Pick out every line in the listing below that contains the string "brown", and copy each of those lines.

* * * * *

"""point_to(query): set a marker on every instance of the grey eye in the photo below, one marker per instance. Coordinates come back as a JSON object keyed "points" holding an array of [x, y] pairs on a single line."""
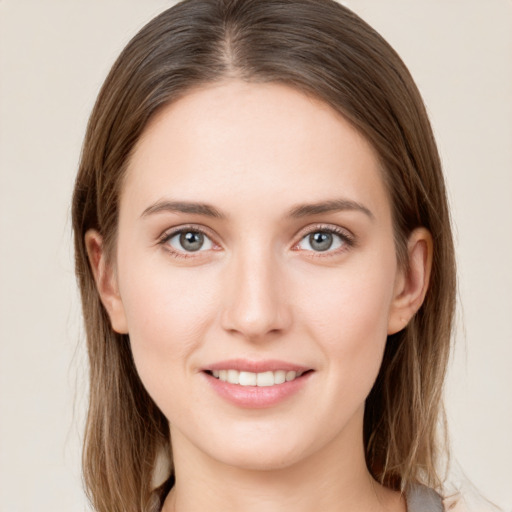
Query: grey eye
{"points": [[190, 241], [321, 241]]}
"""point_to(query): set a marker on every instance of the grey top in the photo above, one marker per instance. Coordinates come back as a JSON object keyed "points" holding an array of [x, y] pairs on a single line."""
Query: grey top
{"points": [[423, 499]]}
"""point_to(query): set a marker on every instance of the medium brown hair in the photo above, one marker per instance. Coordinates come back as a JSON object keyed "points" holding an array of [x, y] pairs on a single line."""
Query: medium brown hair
{"points": [[323, 49]]}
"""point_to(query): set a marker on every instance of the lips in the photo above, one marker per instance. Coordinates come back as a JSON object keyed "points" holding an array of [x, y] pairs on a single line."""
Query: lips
{"points": [[251, 384], [261, 379]]}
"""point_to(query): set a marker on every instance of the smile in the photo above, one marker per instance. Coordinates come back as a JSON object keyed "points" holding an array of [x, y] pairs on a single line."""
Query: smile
{"points": [[261, 379]]}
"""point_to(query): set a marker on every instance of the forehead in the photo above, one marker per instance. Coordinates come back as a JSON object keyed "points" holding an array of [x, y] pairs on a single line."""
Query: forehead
{"points": [[252, 142]]}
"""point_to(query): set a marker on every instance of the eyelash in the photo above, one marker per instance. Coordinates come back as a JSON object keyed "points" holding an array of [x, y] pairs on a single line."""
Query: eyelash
{"points": [[347, 238]]}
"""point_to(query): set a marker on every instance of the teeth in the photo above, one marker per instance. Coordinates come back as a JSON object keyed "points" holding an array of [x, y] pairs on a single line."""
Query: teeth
{"points": [[256, 379]]}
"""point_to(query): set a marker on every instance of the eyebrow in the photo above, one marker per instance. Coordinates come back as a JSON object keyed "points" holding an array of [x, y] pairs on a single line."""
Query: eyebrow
{"points": [[297, 212], [184, 207], [334, 205]]}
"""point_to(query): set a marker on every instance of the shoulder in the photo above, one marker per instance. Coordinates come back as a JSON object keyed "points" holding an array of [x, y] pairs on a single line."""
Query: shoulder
{"points": [[420, 498]]}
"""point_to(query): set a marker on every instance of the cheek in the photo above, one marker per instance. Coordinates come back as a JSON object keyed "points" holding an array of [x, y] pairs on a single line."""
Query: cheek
{"points": [[167, 314], [347, 312]]}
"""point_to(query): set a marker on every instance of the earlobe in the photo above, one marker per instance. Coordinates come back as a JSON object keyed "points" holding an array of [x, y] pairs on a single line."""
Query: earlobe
{"points": [[412, 282], [106, 282]]}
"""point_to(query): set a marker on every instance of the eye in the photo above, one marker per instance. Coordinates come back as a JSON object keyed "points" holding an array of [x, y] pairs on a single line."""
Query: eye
{"points": [[323, 240], [189, 240]]}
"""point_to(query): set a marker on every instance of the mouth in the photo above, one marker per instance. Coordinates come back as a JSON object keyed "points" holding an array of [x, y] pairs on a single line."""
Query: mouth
{"points": [[259, 379]]}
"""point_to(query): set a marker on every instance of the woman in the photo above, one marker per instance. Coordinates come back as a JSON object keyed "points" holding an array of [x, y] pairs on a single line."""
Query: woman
{"points": [[264, 252]]}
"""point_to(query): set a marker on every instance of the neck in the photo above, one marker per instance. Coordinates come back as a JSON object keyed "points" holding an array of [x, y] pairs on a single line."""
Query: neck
{"points": [[334, 479]]}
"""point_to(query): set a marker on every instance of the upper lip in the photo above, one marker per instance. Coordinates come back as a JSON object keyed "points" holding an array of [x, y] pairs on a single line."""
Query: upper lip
{"points": [[246, 365]]}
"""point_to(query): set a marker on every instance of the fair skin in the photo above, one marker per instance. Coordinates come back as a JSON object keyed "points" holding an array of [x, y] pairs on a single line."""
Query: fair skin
{"points": [[270, 281]]}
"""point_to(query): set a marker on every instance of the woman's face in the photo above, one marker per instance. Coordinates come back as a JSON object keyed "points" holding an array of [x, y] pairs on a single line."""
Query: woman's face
{"points": [[256, 245]]}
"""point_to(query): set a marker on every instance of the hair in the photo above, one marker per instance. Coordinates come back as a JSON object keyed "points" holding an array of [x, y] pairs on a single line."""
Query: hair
{"points": [[322, 49]]}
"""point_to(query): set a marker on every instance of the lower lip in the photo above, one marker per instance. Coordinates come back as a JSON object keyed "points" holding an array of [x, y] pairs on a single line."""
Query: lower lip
{"points": [[257, 397]]}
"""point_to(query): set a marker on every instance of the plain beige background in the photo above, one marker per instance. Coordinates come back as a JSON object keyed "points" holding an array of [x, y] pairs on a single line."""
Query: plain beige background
{"points": [[53, 58]]}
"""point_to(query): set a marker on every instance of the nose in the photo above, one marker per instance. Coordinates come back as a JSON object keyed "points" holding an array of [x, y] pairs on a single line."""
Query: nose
{"points": [[256, 304]]}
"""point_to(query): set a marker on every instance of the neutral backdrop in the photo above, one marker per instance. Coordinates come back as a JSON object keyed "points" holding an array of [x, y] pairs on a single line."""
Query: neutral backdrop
{"points": [[54, 57]]}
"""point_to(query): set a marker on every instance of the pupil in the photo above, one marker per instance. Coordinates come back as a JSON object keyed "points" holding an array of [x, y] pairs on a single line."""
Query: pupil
{"points": [[320, 241], [192, 241]]}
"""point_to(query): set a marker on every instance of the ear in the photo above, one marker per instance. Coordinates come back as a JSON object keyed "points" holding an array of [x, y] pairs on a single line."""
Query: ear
{"points": [[411, 284], [106, 281]]}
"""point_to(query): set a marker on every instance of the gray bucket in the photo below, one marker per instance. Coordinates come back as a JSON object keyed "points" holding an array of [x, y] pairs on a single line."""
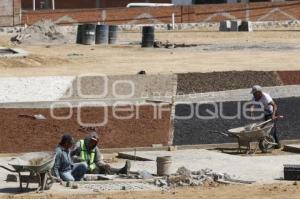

* * * * *

RESULT OF THE EXERCISE –
"""point_to(query): set a marker on every instance of the medium brown hair in the photo above, one marker per instance. Coordinates come back as a JSON object keyed "points" holding an array of [x, y] pairs on a single line."""
Query: medium brown hair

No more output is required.